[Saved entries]
---+---
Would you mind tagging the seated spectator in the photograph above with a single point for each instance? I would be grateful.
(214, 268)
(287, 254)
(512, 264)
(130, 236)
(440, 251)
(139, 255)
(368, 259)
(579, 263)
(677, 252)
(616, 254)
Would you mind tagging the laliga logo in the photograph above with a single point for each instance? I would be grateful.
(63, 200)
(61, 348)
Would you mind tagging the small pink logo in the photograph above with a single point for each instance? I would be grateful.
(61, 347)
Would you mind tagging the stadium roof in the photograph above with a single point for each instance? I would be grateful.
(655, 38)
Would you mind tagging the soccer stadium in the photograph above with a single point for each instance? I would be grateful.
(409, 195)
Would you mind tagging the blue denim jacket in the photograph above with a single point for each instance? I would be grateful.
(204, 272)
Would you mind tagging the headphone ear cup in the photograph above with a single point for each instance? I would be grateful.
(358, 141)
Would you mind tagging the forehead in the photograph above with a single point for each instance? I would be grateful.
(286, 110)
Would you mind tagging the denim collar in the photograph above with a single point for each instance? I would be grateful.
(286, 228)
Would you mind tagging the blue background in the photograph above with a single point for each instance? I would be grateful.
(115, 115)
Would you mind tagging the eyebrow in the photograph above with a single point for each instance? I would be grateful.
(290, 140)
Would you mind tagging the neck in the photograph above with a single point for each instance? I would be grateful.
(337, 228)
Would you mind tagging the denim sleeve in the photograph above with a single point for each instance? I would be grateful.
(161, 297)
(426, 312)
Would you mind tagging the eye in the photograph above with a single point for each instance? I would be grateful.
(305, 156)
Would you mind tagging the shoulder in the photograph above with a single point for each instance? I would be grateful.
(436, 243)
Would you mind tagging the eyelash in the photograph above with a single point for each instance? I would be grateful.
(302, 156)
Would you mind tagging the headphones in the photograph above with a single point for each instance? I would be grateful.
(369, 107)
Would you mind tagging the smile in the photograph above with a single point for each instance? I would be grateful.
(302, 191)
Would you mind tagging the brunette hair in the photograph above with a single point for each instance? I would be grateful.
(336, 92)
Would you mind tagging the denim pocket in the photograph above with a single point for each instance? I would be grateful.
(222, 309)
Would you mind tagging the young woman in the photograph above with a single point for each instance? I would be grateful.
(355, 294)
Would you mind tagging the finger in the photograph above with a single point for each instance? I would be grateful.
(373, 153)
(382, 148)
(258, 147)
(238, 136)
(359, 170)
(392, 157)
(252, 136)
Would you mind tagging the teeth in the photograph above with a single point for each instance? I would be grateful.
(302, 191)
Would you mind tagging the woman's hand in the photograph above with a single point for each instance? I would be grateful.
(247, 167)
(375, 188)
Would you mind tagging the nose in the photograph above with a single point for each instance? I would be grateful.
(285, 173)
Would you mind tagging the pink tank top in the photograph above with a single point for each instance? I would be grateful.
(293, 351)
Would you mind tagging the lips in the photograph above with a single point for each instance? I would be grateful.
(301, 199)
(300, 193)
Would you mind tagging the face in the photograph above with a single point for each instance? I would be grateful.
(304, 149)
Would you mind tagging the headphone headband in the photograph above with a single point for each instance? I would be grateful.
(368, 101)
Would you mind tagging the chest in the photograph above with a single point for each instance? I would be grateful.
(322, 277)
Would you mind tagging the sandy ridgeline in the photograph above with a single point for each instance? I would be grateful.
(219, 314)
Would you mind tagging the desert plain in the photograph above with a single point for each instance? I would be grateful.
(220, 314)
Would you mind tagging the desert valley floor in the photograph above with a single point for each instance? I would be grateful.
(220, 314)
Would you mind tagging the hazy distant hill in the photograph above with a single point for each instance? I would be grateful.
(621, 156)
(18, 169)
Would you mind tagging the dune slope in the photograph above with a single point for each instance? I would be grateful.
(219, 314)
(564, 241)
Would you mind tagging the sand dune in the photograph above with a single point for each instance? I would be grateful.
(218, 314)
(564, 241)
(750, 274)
---+---
**TASK STATEMENT**
A verbatim repeat of all the entries above is the required answer.

**OUTPUT BELOW**
Would you mind tagging the seated spectator in the photograph above with a single point for each instance? I would be grateful.
(214, 268)
(287, 254)
(512, 264)
(130, 236)
(440, 251)
(139, 255)
(368, 259)
(579, 263)
(677, 252)
(616, 254)
Would you mind tagging the laliga logo in the photograph above with a single point for each instance? I would be grateful.
(63, 200)
(61, 348)
Would you mind tagging the small pink logo in the photograph above with a single point for each instance? I would be grateful.
(61, 347)
Would you mind tagging the stadium roof in the photograph above with a single point for each instance? I would be grateful.
(655, 38)
Would you mind tagging the soccer stadium in the photograph above with a single point for each instance? I would be grateful.
(409, 195)
Would you mind tagging the blue denim jacket in the photograph above with a single point for each instance? I would be grateful.
(204, 272)
Would you mind tagging the headphone ear cup in the photograph above with a single point for each instance? I would be grateful.
(358, 141)
Would you mind tagging the forehead in the photograph above with a single point for each instance? I would be grateful.
(286, 110)
Would you mind tagging the denim collar in the photograph above with a single point for each instance? I would be grateful.
(286, 228)
Would you mind tagging the blue background in the photograph above with a single point for each instance? I would be grateful.
(115, 115)
Would you mind tagging the eyebrow in the photograph above with a single point for each instance? I would be grateful.
(290, 140)
Would you mind tagging the neck in the photograph above with a single point for each instance? I would be grateful.
(337, 228)
Would you mind tagging the denim sleeve in the photograph above with a single point for each instance? I would be grateful.
(161, 297)
(426, 312)
Would you mind tagging the eye in the photograph above with a single point for each instance? I would be grateful.
(305, 156)
Would you mind tagging the shoulder in the photograph above with a single point for each instance? I would be grateful.
(436, 243)
Would you mind tagging the eyelash in the photograph above with a single point for each instance? I would be grateful.
(302, 156)
Would you mind tagging the headphones in the photograph above with a single point for each instance? I would be grateful.
(369, 107)
Would you mind tagging the smile in the photograph above with a single point for each instance? I would be grateful.
(302, 191)
Would you mind tagging the brunette hair in the photograph above with a single point for each instance? I would be grateful.
(336, 92)
Would you mind tagging the denim pocket in the photograph above with a single point for each instance? I would be grateful.
(222, 309)
Would you mind tagging the young woman in the photograph above with a single point for each instance? I would be grateful.
(355, 294)
Would you mind tagging the finger in the photograph above with a single point for each instance? I would be grateful.
(373, 153)
(382, 148)
(258, 147)
(238, 136)
(359, 170)
(392, 157)
(252, 136)
Would you mind tagging the teeth in the photograph above with a single point for each instance? I would be grateful.
(302, 191)
Would you mind tagging the woman's hand in the photograph above with a single point for each instance? I would be grateful.
(247, 167)
(375, 188)
Would you mind tagging the nose in the photograph above with a single point for each instance? I would be grateful.
(285, 173)
Would you mind tagging the pink tank top in the photograph above with a single point for each instance? I would be grateful.
(293, 351)
Would you mind tagging the lips in the photograph above with a single point for each instance? I would be grateful.
(301, 199)
(300, 193)
Would you mind tagging the face in the photograph above with a single point for each instance? I would be grateful.
(304, 149)
Would you mind tagging the headphone headband in the photograph above with a single point for each instance? I would be grateful.
(368, 101)
Would you mind tagging the chest in the photograph above with a single point for each instance? I would be grateful.
(322, 277)
Would you mind tagging the sandy ridgeline in the photograph above with a single point for each instance? I would be grateful.
(219, 314)
Would you mind tagging the desert plain in the photograph above with a single point for each instance? I would be grateful.
(220, 314)
Would you mind tagging the desert valley floor in the photograph above with a single point for each instance? I would be grateful.
(220, 314)
Would you mind tagging the hazy distant hill in the photograph above with a single point for each instance? I would be grateful.
(621, 156)
(18, 169)
Would you mind tagging the dune slope in the photograph above with a single point for each instance? I would be grateful.
(219, 314)
(564, 241)
Would you mind tagging the sand dune in the photograph above with a single point for each instance? I would be grateful.
(218, 314)
(564, 241)
(750, 274)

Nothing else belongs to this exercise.